TASK DETAILS: In the listing below, find the line with "negative clicks: (416, 46)" and the line with "304L194 310L182 322L188". Repeat those two lines and all lines between them exactly.

EXTRACTED MATERIAL:
- - -

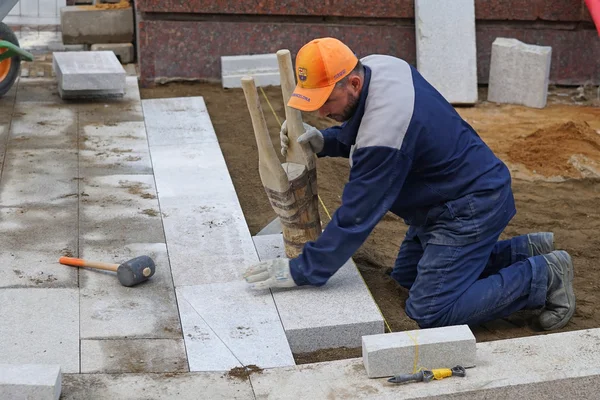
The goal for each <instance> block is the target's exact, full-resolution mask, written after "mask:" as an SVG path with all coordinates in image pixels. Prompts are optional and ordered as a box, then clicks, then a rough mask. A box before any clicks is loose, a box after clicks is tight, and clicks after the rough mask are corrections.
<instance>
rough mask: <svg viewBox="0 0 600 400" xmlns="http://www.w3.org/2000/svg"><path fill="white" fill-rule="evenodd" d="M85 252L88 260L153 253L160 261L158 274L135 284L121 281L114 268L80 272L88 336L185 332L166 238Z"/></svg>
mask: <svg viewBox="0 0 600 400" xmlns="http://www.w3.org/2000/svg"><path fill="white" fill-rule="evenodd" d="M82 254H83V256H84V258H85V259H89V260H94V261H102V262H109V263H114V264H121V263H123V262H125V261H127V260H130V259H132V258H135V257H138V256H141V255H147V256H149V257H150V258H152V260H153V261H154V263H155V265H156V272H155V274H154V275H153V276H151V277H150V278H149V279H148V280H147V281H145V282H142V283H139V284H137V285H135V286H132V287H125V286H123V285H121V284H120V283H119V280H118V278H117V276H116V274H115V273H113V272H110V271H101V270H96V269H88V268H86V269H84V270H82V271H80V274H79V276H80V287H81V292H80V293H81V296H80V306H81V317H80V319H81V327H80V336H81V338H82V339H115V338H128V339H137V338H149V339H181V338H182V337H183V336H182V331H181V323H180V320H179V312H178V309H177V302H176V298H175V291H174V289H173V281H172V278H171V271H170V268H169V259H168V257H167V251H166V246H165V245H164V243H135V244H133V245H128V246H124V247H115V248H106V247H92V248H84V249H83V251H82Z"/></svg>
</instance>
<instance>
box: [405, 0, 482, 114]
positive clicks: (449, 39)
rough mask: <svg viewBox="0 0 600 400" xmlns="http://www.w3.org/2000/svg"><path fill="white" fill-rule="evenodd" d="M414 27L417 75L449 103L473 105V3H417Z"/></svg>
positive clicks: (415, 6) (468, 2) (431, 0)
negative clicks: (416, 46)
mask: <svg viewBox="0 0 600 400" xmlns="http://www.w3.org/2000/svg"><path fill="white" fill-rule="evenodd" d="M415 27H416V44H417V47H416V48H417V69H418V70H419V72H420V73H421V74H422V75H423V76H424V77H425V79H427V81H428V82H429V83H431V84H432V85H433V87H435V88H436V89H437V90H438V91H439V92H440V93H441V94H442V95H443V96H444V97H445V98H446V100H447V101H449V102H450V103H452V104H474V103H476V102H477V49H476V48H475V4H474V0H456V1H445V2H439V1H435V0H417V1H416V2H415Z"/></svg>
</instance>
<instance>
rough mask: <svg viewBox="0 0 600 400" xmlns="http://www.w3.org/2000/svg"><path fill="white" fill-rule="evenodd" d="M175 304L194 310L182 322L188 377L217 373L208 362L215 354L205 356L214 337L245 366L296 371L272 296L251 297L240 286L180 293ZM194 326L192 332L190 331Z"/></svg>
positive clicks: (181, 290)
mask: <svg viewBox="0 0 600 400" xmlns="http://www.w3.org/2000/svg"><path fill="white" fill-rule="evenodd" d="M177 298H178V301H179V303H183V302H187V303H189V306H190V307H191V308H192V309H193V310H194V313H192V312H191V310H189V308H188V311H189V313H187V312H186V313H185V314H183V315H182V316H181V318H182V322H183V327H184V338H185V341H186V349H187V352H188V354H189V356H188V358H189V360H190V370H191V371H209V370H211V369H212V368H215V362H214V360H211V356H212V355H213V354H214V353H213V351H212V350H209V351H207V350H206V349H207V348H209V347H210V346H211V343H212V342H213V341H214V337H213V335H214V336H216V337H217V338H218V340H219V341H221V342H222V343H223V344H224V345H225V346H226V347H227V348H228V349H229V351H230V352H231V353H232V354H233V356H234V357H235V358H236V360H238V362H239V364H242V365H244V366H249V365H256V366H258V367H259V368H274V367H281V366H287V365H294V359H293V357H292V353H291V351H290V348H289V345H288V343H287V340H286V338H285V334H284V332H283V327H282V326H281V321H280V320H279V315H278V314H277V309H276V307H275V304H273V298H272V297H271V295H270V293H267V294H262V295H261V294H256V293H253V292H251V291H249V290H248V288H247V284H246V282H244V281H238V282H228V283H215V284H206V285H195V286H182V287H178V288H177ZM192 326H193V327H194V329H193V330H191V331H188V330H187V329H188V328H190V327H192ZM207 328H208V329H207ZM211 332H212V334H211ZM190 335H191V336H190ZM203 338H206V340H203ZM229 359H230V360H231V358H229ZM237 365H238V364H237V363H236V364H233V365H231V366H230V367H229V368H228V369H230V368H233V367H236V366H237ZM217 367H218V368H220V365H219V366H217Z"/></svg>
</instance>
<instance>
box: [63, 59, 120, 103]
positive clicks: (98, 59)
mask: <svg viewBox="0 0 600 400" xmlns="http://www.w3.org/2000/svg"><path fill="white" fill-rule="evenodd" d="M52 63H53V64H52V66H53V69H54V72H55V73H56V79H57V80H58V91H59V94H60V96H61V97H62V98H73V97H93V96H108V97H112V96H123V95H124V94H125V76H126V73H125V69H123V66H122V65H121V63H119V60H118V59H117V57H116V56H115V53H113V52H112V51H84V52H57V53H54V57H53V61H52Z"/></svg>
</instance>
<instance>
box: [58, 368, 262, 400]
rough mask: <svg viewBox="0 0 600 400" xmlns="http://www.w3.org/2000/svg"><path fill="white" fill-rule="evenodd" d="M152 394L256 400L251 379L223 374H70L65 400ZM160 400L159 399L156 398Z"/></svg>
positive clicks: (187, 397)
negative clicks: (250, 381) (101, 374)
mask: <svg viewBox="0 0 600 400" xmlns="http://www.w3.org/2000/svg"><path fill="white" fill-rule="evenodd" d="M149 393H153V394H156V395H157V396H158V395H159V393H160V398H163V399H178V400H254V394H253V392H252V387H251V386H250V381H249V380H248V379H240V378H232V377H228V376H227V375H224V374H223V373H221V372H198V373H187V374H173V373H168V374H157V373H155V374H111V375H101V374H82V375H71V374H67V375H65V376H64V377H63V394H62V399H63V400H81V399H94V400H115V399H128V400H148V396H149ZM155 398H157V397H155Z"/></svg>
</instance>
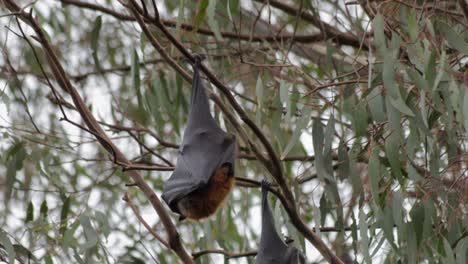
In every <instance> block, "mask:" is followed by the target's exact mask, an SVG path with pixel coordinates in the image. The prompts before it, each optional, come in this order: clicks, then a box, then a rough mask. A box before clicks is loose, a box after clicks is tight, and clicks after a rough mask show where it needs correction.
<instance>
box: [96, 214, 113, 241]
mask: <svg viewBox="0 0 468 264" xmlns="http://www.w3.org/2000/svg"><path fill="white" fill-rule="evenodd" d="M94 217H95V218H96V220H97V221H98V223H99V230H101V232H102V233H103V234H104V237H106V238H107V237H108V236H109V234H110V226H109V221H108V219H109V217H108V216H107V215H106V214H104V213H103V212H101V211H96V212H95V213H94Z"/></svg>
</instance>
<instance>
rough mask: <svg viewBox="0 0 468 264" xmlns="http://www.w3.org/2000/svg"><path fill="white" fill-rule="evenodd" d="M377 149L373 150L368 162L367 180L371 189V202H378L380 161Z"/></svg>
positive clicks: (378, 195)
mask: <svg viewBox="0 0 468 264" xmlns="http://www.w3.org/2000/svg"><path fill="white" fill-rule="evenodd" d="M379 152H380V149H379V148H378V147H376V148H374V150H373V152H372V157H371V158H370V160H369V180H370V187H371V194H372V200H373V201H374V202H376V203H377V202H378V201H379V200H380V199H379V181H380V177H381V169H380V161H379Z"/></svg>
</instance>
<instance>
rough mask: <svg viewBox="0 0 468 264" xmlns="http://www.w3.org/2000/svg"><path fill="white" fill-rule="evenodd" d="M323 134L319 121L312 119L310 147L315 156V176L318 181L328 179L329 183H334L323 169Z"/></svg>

- - -

EXERCISE SOLUTION:
negative clicks: (416, 46)
mask: <svg viewBox="0 0 600 400" xmlns="http://www.w3.org/2000/svg"><path fill="white" fill-rule="evenodd" d="M415 27H416V44H417V47H416V48H417V69H418V70H419V72H420V73H421V74H422V75H423V76H424V77H425V79H427V81H428V82H429V83H431V84H432V85H433V87H435V88H436V89H437V90H438V91H439V92H440V93H441V94H442V95H443V96H444V97H445V98H446V100H447V101H449V102H450V103H452V104H474V103H476V102H477V49H476V48H475V4H474V0H456V1H445V2H439V1H435V0H417V1H416V2H415Z"/></svg>
</instance>
<instance>
rough mask: <svg viewBox="0 0 600 400" xmlns="http://www.w3.org/2000/svg"><path fill="white" fill-rule="evenodd" d="M175 304L194 310L182 322L188 377L217 373L208 362L215 354L205 356L214 337L245 366L296 371L272 296L251 297L240 286L180 293ZM194 326L192 332L190 331Z"/></svg>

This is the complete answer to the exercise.